**WHAT YOU NEED TO DO**
Edit the lines from the start of the records through the line containing "positive clicks: (459, 245) (526, 275)", inclusive, replacing "bounding box" with "enclosing box" and leaving everything else unchanged.

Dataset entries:
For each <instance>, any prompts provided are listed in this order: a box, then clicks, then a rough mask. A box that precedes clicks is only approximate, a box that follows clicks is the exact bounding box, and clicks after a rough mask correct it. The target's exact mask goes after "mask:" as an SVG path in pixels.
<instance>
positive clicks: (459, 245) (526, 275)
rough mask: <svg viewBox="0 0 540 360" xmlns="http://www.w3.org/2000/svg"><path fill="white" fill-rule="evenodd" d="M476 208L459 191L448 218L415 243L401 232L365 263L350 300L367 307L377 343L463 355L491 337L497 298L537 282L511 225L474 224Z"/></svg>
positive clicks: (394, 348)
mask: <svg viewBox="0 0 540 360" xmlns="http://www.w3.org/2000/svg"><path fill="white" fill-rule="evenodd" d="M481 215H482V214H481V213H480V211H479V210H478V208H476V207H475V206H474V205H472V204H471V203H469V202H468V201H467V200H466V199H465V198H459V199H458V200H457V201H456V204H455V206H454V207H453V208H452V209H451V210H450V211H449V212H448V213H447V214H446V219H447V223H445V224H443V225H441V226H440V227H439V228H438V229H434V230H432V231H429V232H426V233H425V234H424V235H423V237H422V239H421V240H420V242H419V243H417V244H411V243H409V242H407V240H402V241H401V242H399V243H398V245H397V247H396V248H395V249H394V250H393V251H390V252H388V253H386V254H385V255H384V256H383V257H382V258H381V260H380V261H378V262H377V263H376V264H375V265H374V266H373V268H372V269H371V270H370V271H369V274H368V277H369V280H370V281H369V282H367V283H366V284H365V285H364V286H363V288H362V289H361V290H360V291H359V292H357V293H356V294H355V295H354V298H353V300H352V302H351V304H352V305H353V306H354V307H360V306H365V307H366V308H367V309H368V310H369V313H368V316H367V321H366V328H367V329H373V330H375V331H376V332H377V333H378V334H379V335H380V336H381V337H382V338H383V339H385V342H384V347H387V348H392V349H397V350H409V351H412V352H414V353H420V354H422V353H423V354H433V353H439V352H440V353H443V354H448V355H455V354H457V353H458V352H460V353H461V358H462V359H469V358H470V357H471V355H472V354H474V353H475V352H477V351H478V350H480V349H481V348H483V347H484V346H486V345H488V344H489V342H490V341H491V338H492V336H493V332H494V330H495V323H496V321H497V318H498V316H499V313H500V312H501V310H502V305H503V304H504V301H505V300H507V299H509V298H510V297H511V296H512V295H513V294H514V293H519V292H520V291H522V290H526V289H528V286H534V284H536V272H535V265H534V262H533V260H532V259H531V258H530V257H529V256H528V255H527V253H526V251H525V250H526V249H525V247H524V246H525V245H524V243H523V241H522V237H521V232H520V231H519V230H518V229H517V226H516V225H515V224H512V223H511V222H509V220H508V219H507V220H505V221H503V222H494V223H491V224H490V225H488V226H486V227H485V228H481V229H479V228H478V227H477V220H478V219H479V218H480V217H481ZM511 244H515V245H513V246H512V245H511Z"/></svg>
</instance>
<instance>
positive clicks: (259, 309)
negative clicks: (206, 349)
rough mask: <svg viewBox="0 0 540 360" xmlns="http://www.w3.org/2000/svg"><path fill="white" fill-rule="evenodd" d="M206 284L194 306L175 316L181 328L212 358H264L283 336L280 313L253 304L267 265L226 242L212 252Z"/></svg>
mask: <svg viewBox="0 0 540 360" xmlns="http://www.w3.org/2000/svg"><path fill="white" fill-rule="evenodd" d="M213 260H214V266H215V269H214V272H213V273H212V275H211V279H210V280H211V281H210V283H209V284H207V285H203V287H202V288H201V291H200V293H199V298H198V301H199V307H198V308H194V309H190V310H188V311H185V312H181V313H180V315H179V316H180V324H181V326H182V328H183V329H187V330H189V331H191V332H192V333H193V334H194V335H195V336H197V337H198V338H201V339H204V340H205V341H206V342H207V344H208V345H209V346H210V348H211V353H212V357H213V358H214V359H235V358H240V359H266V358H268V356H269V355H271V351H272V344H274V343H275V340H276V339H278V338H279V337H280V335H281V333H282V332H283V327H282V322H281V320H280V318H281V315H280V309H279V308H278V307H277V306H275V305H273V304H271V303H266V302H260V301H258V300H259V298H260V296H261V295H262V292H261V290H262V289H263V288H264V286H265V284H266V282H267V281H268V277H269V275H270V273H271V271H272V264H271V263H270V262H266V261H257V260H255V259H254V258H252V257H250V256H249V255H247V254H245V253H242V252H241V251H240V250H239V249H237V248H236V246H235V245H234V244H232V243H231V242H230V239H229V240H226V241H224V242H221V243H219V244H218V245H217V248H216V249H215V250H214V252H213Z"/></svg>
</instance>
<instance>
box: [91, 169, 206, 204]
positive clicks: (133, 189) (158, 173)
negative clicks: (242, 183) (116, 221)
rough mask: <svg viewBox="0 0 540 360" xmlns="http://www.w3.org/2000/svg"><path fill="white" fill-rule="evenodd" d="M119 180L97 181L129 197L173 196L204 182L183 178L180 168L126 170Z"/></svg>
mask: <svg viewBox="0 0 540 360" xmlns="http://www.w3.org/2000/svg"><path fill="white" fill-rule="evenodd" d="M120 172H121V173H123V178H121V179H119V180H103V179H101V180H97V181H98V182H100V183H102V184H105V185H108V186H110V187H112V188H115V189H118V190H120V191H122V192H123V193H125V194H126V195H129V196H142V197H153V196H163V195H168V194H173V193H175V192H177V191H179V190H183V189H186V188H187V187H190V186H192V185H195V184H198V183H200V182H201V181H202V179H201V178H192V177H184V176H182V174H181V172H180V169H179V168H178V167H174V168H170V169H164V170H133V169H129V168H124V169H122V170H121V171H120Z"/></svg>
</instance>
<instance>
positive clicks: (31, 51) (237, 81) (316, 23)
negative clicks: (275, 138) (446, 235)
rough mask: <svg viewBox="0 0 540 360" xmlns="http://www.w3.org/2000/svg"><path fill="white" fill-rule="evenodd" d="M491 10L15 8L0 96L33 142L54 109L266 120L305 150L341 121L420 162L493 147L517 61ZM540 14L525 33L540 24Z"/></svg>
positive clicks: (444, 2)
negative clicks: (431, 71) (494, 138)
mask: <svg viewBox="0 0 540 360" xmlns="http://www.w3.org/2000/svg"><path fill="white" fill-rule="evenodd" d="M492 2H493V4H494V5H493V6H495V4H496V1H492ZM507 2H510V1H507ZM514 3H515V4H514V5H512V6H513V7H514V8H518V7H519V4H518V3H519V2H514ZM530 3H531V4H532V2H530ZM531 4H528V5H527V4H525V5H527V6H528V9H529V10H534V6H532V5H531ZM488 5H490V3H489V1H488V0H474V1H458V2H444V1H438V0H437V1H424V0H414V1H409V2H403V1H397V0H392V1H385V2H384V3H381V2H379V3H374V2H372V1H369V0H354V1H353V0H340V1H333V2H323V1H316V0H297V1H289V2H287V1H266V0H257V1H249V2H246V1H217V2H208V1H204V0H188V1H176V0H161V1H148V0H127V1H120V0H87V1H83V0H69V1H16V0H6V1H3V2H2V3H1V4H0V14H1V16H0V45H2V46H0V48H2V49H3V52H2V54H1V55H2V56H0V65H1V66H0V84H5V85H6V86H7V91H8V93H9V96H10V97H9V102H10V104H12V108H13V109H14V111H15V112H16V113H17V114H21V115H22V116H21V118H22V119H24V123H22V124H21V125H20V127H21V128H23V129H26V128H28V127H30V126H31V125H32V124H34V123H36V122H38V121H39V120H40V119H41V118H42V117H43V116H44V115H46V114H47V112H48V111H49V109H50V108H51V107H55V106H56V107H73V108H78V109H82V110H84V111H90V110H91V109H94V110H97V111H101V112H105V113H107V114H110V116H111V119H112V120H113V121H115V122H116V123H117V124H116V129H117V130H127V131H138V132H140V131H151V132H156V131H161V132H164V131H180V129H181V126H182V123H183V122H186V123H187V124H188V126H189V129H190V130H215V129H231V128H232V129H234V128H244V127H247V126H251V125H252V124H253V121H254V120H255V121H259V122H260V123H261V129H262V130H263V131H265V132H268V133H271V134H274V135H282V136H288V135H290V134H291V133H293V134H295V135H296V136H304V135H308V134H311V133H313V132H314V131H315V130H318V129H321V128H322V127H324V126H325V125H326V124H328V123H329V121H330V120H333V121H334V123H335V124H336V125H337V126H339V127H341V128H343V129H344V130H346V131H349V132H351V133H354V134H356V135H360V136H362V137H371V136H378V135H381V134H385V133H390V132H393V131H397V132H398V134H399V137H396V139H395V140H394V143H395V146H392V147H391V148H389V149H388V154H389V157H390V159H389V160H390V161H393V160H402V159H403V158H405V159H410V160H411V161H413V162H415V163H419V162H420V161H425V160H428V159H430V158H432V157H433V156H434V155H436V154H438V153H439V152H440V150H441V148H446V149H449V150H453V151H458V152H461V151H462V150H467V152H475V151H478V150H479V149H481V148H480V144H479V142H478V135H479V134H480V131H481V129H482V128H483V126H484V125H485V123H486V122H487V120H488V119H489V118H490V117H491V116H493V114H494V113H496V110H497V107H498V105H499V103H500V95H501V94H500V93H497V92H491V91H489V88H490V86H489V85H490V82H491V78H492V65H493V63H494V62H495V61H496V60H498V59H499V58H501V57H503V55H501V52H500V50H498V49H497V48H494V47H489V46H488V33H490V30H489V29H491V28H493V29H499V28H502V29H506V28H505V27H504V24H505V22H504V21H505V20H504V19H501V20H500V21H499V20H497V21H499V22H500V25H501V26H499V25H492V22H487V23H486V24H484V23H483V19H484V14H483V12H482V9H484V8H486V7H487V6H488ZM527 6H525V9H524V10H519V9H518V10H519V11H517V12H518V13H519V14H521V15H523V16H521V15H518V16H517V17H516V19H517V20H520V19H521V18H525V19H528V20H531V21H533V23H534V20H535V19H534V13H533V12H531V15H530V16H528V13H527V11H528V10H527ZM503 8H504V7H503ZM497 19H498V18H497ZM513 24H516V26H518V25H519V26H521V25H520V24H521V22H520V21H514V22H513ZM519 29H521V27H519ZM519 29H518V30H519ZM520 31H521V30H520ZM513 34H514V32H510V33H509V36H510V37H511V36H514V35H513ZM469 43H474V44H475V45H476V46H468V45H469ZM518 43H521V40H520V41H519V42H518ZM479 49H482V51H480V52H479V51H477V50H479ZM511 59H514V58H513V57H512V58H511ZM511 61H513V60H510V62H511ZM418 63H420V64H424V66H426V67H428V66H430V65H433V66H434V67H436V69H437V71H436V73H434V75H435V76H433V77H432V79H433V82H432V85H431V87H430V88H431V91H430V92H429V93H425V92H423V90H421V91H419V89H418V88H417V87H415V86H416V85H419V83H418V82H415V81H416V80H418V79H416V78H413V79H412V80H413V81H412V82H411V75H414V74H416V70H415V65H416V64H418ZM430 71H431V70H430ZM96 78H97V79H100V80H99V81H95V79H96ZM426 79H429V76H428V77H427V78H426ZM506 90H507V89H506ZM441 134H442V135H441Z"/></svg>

**TASK RESPONSE**
For each <instance>, any prompts provided are listed in this order: a box, then clicks, then a rough mask. A box that precedes clicks is only approximate, a box that follows clicks is the exact enclosing box, and clicks after a rough mask correct it. The target's exact mask goes after "mask:" as an SVG path in pixels.
<instance>
positive clicks: (459, 245) (526, 275)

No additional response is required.